[Begin DATA EXCERPTS]

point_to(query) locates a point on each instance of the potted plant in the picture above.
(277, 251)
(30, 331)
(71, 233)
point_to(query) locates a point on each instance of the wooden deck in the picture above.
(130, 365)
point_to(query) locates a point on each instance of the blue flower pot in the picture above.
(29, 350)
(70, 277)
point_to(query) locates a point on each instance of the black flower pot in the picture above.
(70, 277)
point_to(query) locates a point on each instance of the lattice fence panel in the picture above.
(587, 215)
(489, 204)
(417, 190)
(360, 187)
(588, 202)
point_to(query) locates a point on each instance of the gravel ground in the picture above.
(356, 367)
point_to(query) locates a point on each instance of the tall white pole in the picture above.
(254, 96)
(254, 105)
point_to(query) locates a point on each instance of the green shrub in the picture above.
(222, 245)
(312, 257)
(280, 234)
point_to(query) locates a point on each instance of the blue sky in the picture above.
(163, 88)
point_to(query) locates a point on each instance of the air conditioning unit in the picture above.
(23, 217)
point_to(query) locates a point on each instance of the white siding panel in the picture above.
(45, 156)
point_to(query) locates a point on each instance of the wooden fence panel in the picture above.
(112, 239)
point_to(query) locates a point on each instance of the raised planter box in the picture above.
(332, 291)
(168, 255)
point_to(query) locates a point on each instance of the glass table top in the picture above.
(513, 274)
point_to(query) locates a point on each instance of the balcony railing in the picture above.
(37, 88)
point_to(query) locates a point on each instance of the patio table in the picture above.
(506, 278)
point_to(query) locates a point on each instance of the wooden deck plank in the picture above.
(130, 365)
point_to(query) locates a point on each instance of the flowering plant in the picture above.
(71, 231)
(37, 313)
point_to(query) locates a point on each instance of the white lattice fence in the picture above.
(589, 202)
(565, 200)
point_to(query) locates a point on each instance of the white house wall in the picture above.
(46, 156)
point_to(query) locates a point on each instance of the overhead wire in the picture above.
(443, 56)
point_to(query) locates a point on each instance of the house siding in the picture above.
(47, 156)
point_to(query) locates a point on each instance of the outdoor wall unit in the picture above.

[End DATA EXCERPTS]

_WORK TO DO_
Please print everything in the data above, from the line containing "point_to(query) locates a point on each instance of the tall" down to the very end of the data, including both of those end lines and changing nothing.

_ANSWER BELOW_
point_to(query) locates a point on each instance of the tall white pole in the picture above.
(254, 96)
(254, 105)
point_to(query) locates a point on each instance of the green shrub in the picture above.
(222, 245)
(312, 257)
(280, 234)
point_to(query) locates a point on each instance of the blue sky in the picture above.
(163, 88)
point_to(query) locates a point on each instance of the air conditioning unit in the picture above.
(23, 217)
point_to(query) locates a point on each instance of the white siding panel in the picture above.
(45, 156)
point_to(query) locates a point on each instance of the wooden fence panel in the picture above.
(112, 239)
point_to(query) locates a point on each instance of the raised planter box in the picture above.
(332, 291)
(168, 255)
point_to(query) locates a point on each instance of the glass table top in the picture above.
(513, 274)
point_to(query) locates a point on each instance of the balcony railing in the picture above.
(37, 88)
point_to(query) locates a point on each instance of the patio table in the picture above.
(506, 278)
point_to(query) locates a point on each instance of the wooden deck plank in the picture above.
(130, 365)
point_to(query) locates a point on each instance of the flowering plant in the picture above.
(71, 231)
(37, 313)
point_to(query) locates a point on each instance of the white lattice fence in the picture above.
(589, 202)
(565, 200)
point_to(query) locates a point on each instance of the white house wall in the picture above.
(46, 156)
point_to(query) locates a point on each instance of the overhead wire in the picture above.
(443, 56)
point_to(query) locates a point on each instance of the house siding in the picture above.
(47, 156)
point_to(query) locates a point on each instance of the outdoor wall unit in the picture above.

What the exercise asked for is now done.